- 本文 -
そして、後半に入るとタイムを徐々に削り取り、13周目にはトップから約8秒差まで接近。同時に西条を攻略すると、その後も勢いは止まることなく15周目にはトップに約4秒差とし、同時に鴨田をかわして2番手に浮上。さらに16周目にはついに鈴村を捉えてトップに浮上する。その後は後方とのマージンを築いて最後まで走り切ったジェイは開幕戦5連勝を達成した。
レディース:本田が8位
マディコンディションで行われた予選。集団に飲み込まれる厳しいスタートから挽回し6番手でチェッカーを受けた#2本田七海。そして決勝は、ほぼドライの状態でレースが行われた。
しかし本田はスタートで遅れ集団に飲み込まれる形となり1周目を12番手で終える。ヤマハ勢トップは4番手につけた#7穂苅愛香だったが、1周目を終えた直後に転倒し大きく順位を落としてしまう。これによりトップは#12川上真花の8番手となる。
本田は序盤で順位を上げ、7番手とした川上の後方8番手につけると、そのまま2人がバトルを展開していったが5周目、本田が前にでたところで、2人が接触して転倒。本田はすぐにリスタートを切れたことや、上位陣が転倒したこともあり5周を終えてヤマハ勢トップの7番手となった。しかしその後、順位を一つ落とし8番手に後退すると、そのまま8位でフィニッシュとなった。
IA1 RESULT Heat.1
IA1 RESULT Heat.2
IA1 RESULT Heat.3
IA1 RIDERS RANKING
IA2 RESULT Heat.1
IA2 RESULT Heat.2
IA2 RIDERS RANKING
COMMENT
YAMAHA FACTORY RACING TEAM
富田俊樹選手談(IA1:5位/優勝/2位:総合2位)

- 練習問題 -
a - 本文の中で、名前の前に「#」つきの番号が書かれている選手を、番号と名前のセットで全部挙げてください。
b - 記録の中の、「dark hair in the photo above.」を含む行から記録の最後までの行(両端を含む)を、「pick planner」を「grasp planner」に置き換えて書き直してください。ほかの部分は変えないでください。

- 記録一覧 -
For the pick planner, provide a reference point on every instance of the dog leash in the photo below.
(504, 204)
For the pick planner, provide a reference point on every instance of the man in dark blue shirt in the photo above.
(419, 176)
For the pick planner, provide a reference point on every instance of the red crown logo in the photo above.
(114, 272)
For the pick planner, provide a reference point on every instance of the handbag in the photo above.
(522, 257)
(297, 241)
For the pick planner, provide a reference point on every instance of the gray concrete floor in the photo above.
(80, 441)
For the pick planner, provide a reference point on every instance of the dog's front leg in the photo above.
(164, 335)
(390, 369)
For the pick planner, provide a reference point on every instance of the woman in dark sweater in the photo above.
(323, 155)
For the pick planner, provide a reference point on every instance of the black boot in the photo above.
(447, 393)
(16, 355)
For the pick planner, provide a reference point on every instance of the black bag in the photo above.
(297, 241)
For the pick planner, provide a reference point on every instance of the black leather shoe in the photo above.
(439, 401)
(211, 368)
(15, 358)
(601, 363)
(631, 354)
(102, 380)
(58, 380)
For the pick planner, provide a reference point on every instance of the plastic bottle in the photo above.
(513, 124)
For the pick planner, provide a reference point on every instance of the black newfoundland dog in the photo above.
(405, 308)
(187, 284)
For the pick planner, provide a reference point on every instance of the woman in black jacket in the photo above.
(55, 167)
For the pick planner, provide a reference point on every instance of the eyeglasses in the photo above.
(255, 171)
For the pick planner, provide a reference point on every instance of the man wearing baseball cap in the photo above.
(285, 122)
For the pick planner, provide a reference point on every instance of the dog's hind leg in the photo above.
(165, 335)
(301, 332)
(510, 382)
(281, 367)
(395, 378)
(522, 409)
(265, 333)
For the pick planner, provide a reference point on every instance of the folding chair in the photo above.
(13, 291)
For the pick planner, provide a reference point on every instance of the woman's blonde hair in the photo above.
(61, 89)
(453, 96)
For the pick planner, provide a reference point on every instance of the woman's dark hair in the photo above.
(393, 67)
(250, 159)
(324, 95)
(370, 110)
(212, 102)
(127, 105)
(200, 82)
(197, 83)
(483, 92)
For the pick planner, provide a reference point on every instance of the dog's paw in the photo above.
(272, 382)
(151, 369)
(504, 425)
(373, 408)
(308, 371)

- 各問の答え -
a -
#2本田七海
#7穂苅愛香
#12川上真花

b -
For the grasp planner, provide a reference point on every instance of the woman's dark hair in the photo above.
(393, 67)
(250, 159)
(324, 95)
(370, 110)
(212, 102)
(127, 105)
(200, 82)
(197, 83)
(483, 92)
For the grasp planner, provide a reference point on every instance of the dog's paw in the photo above.
(272, 382)
(151, 369)
(504, 425)
(373, 408)
(308, 371)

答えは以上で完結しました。